◆ ACTIVITY: Every entry that follows should be reproduced exactly.

[Saved entries]
------------------------------------------------------------------------

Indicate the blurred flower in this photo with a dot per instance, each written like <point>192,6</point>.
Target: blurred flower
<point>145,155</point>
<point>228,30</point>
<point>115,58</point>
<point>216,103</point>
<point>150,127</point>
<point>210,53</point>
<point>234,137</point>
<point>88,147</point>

------------------------------------------------------------------------

◆ RESULT FOR THIS TASK:
Indicate the blurred flower in this photo with a dot per instance, each written like <point>192,6</point>.
Target: blurred flower
<point>145,155</point>
<point>228,30</point>
<point>115,58</point>
<point>216,103</point>
<point>150,127</point>
<point>210,53</point>
<point>234,137</point>
<point>88,147</point>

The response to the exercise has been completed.